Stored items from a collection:
■ ■ ■ ■

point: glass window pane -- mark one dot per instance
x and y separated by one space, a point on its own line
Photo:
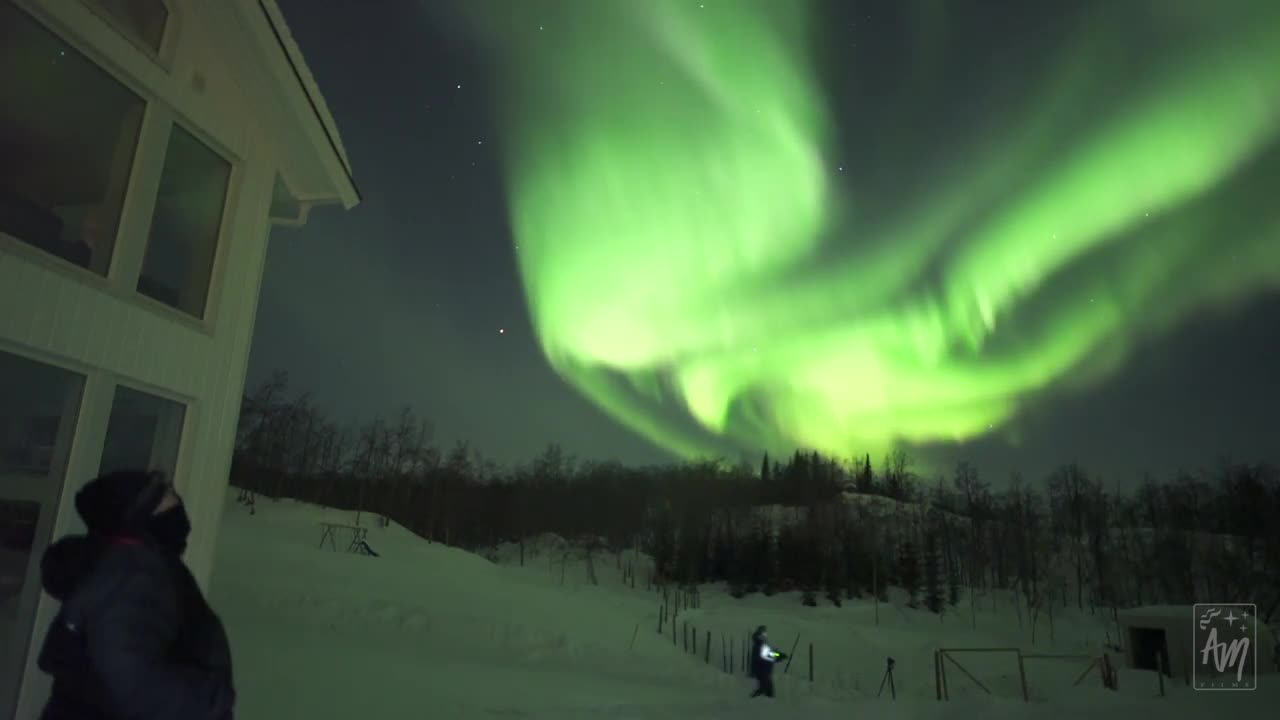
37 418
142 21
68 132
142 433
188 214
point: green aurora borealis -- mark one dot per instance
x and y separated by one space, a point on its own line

■ ■ ■ ■

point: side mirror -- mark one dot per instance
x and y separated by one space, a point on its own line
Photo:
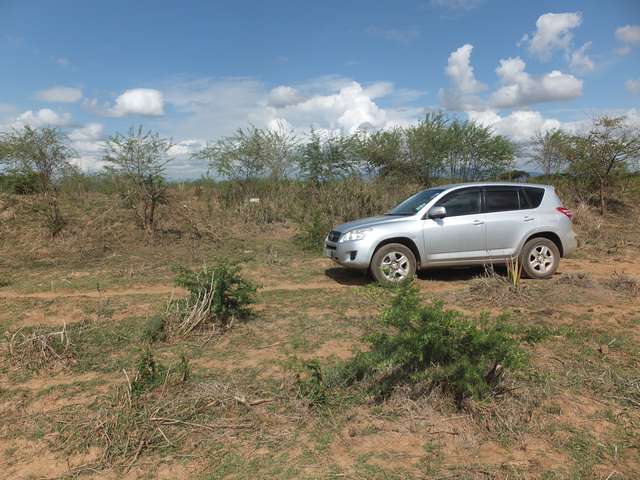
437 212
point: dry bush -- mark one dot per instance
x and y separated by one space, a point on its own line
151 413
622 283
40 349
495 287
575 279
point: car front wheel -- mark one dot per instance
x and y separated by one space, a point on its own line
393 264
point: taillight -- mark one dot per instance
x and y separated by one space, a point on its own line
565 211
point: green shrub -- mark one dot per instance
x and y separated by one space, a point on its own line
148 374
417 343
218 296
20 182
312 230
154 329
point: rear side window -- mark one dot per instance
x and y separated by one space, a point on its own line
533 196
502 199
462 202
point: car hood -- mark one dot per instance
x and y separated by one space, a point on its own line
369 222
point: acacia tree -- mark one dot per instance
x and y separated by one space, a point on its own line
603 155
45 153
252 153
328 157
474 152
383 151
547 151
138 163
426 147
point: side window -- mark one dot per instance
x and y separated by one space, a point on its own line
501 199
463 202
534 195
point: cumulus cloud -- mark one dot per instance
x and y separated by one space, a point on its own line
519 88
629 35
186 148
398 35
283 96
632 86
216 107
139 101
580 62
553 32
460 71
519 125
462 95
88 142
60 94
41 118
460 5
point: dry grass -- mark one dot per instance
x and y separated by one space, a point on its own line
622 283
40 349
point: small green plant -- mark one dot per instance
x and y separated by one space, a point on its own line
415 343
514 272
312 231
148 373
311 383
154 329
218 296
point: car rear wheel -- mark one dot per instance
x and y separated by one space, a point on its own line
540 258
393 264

■ ■ ■ ■

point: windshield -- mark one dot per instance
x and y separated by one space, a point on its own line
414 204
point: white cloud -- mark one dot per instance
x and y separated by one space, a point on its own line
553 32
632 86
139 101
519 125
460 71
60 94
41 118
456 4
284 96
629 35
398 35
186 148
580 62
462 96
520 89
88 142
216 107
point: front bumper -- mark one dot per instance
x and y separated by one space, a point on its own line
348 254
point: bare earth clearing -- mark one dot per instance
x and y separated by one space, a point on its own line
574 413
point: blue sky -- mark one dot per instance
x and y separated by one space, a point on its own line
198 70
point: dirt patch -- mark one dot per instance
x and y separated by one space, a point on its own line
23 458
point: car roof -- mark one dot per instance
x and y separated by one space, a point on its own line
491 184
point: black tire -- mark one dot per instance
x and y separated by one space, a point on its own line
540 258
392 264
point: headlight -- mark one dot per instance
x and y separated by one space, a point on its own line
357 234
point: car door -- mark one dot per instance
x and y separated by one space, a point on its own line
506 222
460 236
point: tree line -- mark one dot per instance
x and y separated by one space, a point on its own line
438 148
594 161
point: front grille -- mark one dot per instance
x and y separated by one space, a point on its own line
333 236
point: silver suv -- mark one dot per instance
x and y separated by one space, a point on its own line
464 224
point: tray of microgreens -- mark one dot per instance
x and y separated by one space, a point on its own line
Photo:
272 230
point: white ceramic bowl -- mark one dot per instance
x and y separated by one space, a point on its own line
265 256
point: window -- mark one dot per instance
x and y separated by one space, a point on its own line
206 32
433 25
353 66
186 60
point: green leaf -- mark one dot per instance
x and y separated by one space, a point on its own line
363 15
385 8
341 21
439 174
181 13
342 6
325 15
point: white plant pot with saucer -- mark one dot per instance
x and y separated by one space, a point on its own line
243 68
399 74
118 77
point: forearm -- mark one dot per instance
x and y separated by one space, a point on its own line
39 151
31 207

■ ■ ■ ■

EXERCISE BRIEF:
Reproduce each line of the records in which "side" appears.

RESULT FOR THIS EXERCISE:
point: side mirror -- mark one dot per instance
point: rear side window -- mark one dot per instance
point: side window -- mark one dot per instance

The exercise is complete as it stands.